- WHAT THE EXERCISE ASKS -
Turn the entries starting at the line containing "Please indicate the scaffolding" and ending at the line containing "(1121, 162)" into a numbered list, omitting any blank lines.

- TASK DATA -
--------------------------------

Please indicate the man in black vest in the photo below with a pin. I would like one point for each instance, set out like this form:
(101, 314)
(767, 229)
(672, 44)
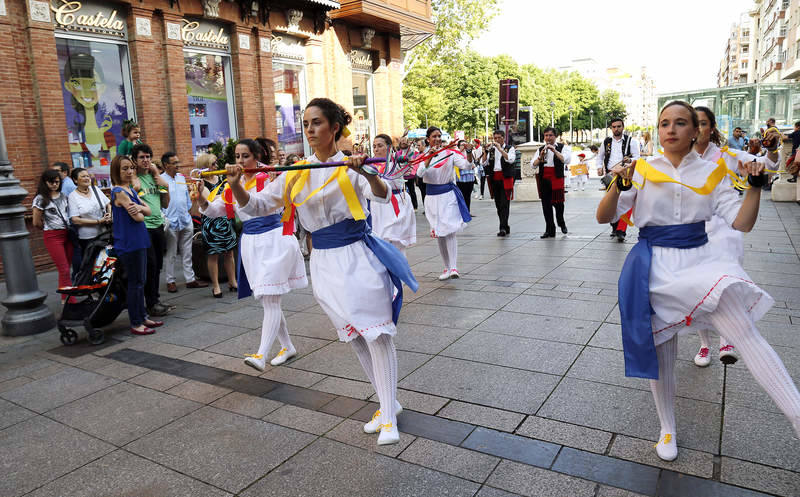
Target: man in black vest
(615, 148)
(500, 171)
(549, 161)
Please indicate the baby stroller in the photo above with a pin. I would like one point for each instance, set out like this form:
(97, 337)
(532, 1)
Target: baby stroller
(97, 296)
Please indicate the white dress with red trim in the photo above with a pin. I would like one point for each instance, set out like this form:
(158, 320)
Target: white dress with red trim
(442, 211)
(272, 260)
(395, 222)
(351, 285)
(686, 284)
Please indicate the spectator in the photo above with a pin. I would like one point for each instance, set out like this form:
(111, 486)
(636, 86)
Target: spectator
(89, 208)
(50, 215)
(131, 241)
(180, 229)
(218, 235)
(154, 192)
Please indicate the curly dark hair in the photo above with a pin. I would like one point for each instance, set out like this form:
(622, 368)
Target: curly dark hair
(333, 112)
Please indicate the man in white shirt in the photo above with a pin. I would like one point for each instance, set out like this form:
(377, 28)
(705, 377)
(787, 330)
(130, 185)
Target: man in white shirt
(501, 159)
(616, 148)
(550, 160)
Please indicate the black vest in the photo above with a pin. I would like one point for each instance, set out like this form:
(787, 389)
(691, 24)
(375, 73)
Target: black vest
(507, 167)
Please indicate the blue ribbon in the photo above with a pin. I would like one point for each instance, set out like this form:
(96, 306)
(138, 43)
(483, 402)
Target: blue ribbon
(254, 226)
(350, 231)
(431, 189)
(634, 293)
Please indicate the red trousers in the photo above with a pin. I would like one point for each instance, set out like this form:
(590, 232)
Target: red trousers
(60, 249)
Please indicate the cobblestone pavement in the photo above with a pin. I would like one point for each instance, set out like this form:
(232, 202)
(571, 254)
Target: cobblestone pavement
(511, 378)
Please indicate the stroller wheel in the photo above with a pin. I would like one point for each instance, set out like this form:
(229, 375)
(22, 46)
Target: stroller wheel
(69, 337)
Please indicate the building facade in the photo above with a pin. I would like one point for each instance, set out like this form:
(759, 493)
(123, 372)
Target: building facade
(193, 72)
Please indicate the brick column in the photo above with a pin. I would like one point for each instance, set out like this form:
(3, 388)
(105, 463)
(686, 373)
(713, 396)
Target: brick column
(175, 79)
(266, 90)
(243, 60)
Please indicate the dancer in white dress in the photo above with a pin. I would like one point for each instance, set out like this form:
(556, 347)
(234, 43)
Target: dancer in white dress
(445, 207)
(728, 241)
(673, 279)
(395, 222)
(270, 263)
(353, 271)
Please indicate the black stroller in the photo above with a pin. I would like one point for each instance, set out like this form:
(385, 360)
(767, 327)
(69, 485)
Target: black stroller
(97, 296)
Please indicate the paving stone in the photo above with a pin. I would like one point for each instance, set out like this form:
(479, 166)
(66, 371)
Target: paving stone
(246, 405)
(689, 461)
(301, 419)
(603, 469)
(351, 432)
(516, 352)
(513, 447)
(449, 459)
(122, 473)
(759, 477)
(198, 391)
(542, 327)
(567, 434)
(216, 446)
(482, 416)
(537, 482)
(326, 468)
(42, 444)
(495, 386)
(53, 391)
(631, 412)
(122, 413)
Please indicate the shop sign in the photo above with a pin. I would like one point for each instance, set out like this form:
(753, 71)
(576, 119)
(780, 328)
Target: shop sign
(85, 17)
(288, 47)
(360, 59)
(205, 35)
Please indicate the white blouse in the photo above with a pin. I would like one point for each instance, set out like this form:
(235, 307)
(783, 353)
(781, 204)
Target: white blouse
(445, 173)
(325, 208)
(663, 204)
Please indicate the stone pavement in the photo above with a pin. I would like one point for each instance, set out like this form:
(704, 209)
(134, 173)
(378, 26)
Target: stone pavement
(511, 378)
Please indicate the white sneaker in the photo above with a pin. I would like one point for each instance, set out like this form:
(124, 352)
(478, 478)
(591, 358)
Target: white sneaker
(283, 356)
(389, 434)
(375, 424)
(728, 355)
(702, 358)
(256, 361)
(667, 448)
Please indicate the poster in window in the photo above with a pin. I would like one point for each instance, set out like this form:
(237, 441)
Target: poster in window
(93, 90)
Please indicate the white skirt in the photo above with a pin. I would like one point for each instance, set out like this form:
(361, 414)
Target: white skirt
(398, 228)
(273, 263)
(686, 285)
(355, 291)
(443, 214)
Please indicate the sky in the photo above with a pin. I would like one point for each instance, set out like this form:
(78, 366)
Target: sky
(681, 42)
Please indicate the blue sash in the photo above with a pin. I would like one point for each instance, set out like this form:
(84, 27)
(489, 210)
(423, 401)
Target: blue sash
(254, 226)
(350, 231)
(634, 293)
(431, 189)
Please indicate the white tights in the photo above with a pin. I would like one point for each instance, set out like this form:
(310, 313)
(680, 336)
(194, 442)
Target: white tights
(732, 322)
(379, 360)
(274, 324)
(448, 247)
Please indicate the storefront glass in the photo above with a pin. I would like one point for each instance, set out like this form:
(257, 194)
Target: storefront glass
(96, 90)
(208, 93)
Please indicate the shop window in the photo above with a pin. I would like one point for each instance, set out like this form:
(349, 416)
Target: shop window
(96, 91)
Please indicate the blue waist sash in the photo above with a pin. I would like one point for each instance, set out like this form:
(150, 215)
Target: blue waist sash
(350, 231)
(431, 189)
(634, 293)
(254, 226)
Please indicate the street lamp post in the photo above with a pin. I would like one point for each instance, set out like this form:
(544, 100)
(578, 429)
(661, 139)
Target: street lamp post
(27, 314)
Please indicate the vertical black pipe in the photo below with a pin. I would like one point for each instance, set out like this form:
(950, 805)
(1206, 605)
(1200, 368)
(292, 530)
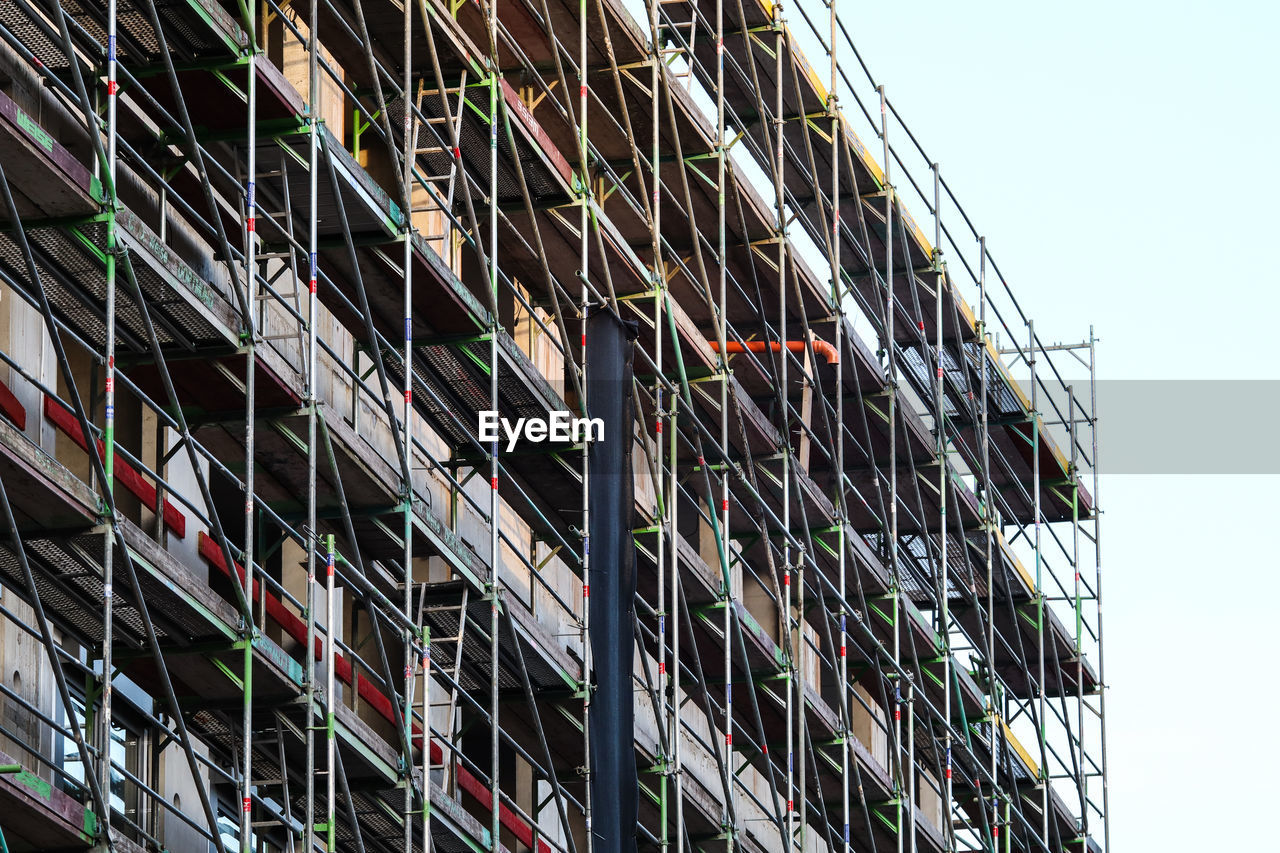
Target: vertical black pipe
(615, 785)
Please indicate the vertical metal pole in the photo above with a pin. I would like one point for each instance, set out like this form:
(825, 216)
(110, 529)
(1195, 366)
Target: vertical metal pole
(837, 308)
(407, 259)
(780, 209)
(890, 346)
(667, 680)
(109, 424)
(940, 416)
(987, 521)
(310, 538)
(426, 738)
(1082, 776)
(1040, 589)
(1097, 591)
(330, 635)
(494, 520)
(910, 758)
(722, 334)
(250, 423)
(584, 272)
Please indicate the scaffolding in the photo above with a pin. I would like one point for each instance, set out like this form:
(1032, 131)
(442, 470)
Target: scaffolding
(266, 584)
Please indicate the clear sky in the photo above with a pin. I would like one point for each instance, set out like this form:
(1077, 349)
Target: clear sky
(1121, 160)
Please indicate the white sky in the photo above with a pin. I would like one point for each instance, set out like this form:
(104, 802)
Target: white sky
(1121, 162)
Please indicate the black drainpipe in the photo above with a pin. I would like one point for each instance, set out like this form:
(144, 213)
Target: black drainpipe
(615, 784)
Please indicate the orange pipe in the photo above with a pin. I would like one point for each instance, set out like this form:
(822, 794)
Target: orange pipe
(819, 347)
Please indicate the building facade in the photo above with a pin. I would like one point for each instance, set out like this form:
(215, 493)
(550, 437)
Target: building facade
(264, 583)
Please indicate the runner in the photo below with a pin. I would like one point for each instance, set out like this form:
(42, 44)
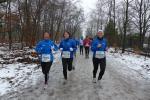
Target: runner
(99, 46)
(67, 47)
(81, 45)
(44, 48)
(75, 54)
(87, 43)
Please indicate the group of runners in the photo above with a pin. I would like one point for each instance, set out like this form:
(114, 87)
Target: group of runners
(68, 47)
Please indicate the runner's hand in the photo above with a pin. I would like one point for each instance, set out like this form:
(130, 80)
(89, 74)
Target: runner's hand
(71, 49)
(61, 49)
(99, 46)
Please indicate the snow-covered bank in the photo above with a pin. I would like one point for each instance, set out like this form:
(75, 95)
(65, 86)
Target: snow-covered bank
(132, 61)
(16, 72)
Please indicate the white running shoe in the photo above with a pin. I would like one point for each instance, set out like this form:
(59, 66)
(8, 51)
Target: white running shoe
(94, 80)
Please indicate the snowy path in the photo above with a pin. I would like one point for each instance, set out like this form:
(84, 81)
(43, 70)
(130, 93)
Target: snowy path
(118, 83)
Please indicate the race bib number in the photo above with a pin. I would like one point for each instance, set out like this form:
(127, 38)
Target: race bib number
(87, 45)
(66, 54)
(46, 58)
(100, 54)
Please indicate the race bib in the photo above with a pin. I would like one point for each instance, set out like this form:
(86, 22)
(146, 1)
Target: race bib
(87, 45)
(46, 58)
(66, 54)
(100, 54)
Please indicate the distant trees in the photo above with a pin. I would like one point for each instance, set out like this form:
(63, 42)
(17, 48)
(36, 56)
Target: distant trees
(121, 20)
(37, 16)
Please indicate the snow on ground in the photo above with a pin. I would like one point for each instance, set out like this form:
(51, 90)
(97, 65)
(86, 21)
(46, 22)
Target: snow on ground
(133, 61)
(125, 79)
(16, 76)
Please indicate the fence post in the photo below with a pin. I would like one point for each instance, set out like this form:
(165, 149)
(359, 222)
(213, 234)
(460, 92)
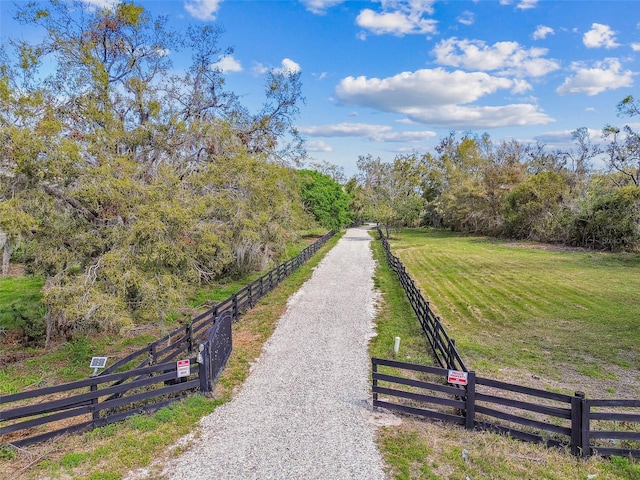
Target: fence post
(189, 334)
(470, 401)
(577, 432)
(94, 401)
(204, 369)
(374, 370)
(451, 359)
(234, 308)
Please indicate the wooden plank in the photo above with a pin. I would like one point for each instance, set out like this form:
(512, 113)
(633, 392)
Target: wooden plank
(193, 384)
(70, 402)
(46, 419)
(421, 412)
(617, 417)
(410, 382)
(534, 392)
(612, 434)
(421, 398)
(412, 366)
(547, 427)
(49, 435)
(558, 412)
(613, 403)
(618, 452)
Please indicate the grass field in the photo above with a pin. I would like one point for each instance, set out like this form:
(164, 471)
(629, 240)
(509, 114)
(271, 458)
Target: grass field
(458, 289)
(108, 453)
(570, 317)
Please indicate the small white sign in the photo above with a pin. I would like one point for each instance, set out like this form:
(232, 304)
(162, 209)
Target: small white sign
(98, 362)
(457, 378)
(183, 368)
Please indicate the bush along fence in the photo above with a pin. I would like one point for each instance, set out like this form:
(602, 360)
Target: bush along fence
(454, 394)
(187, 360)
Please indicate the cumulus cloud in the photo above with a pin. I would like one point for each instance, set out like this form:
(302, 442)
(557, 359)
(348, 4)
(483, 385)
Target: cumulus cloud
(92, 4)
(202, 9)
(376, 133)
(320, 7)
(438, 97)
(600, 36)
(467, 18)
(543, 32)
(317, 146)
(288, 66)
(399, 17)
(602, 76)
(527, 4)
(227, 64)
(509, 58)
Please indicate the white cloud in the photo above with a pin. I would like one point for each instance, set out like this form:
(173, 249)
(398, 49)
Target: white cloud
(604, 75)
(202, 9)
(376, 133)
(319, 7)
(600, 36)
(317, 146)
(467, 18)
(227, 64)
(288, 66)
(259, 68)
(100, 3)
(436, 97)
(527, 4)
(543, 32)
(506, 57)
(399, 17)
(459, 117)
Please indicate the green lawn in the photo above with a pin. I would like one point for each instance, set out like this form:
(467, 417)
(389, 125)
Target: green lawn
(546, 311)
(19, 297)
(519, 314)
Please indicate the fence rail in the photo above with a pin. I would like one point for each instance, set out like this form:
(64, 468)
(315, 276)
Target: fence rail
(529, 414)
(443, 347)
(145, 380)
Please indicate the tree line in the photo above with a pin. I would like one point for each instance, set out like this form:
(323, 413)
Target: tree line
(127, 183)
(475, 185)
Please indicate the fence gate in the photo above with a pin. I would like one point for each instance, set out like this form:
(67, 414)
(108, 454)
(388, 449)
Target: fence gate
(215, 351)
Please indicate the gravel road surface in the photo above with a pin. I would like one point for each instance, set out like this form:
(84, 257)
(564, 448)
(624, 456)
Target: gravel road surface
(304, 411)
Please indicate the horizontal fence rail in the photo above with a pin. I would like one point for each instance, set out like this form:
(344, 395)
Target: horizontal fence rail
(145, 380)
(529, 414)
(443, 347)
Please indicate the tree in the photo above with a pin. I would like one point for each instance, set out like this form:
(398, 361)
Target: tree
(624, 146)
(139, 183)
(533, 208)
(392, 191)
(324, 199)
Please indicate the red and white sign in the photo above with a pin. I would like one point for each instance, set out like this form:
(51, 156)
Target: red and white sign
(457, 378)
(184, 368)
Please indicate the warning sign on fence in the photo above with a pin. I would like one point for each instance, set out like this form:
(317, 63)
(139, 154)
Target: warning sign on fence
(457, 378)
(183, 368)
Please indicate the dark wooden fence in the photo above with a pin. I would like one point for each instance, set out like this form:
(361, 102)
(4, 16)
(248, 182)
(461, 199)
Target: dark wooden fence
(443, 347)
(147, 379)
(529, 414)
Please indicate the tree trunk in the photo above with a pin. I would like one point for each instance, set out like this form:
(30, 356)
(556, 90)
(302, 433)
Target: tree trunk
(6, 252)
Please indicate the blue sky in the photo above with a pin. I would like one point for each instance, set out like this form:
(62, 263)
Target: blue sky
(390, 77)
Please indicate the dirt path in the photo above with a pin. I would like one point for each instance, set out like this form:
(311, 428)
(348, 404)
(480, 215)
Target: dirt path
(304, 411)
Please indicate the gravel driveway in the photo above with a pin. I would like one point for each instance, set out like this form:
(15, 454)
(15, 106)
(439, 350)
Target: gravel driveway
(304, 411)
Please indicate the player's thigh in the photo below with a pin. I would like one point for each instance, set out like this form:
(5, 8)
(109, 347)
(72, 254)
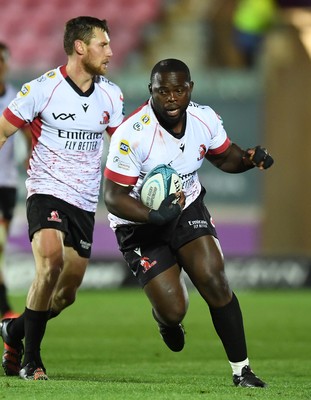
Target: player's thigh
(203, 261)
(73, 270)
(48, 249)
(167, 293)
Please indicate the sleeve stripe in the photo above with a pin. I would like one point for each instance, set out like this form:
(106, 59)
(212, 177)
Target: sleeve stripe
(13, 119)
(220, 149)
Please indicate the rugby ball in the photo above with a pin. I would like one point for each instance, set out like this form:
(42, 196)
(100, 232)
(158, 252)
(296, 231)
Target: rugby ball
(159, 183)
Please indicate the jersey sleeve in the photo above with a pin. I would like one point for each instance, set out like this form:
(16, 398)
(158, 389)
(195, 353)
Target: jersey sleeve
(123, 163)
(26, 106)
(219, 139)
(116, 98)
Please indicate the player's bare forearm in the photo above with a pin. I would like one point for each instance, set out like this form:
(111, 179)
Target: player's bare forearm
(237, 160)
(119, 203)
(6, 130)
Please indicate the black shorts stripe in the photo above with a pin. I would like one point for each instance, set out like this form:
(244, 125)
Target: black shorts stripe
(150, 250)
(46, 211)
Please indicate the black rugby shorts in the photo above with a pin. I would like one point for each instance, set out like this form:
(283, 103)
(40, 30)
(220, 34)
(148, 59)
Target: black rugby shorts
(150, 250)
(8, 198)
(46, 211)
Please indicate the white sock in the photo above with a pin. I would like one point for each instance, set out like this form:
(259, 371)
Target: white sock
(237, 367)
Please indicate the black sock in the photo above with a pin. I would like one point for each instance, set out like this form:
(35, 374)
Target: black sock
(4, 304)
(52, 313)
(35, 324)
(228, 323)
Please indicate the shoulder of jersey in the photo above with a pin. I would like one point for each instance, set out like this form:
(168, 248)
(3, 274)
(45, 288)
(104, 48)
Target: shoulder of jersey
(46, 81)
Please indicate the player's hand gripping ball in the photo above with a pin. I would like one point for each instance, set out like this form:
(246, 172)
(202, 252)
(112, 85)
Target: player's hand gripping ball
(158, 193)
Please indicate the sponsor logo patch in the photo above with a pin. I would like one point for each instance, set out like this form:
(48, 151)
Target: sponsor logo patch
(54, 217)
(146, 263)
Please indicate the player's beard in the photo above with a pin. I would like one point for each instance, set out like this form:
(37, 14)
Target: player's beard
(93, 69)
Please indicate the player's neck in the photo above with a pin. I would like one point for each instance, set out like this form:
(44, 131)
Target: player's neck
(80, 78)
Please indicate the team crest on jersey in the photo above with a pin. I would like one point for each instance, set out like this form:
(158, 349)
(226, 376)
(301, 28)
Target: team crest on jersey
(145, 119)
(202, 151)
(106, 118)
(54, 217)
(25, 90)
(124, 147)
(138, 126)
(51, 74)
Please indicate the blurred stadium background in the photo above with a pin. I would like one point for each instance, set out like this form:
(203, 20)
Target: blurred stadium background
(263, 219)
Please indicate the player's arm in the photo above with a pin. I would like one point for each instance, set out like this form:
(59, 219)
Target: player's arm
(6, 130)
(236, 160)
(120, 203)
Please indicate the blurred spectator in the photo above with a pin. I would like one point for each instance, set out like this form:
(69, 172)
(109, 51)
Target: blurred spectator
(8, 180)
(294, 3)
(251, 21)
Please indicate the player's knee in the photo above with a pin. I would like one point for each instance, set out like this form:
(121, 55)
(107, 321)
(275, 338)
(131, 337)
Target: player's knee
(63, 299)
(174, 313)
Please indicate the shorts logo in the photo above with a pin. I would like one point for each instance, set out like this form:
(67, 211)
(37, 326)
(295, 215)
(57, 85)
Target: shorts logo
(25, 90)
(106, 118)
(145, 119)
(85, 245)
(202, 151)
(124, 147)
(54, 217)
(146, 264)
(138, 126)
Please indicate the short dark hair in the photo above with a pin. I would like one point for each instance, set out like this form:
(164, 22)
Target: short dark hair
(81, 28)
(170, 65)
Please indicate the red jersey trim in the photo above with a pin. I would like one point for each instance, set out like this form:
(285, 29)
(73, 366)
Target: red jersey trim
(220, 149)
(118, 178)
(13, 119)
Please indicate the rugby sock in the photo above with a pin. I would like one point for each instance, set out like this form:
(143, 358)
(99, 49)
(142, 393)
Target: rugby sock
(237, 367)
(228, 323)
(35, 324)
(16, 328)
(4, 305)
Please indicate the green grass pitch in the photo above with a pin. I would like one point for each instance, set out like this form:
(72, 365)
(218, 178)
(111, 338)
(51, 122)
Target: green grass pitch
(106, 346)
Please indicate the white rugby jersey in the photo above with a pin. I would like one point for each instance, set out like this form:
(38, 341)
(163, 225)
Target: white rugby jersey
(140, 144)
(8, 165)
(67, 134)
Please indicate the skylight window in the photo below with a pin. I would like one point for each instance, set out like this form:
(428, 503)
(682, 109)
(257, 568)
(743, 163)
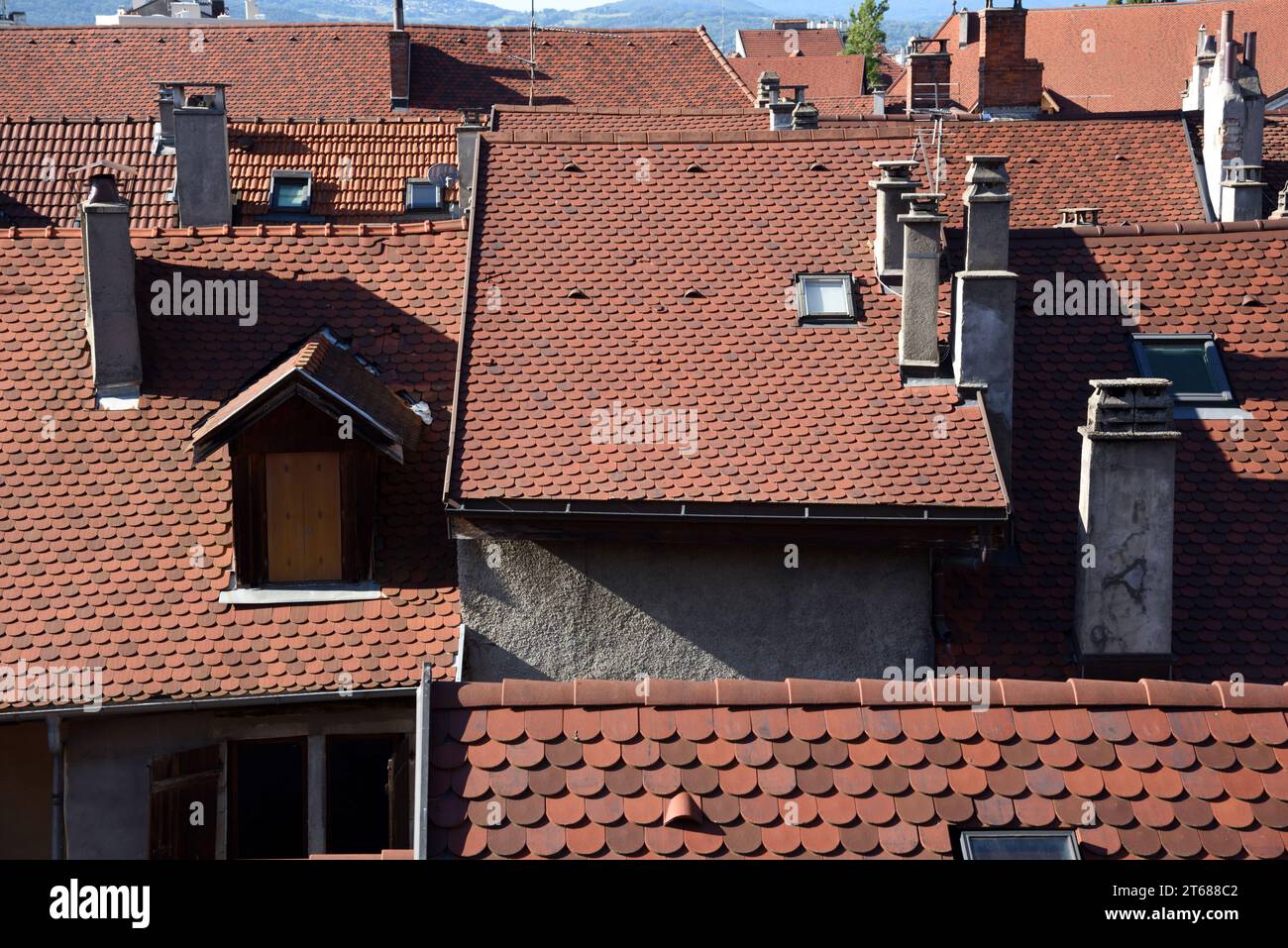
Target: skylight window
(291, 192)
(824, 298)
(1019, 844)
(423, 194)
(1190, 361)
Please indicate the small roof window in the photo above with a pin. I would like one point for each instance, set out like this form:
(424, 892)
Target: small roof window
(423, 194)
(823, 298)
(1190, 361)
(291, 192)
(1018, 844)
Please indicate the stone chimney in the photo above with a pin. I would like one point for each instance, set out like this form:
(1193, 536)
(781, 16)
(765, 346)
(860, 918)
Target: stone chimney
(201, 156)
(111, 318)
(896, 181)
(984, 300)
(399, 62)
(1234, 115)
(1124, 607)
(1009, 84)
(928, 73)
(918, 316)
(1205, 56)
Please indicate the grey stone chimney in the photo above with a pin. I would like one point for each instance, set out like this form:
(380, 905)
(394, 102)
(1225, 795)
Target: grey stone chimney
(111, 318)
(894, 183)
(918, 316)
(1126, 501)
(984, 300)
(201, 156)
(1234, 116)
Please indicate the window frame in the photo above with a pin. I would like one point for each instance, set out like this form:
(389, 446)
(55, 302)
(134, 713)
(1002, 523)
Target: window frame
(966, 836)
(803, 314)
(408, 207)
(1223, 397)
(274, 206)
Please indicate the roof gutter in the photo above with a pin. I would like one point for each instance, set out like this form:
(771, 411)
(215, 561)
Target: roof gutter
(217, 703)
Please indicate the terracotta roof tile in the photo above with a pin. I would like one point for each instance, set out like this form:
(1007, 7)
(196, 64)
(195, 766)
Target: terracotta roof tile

--------------------------------

- FINISHED TASK -
1. Please indicate the scaffolding in the photo above with a pin. I would like one point for each instance, set out like this form:
2. (1032, 131)
3. (442, 470)
4. Target: scaffolding
5. (266, 584)
6. Please indicate the clear sky in the photo above with a pin. I would like one point for each instance, set out like this form:
7. (1077, 349)
8. Target: clear sky
9. (1121, 160)
10. Please indicate the white sky in the photo above with a pin. I would like one point for each instance, set out like this form:
11. (104, 802)
12. Target: white sky
13. (1121, 162)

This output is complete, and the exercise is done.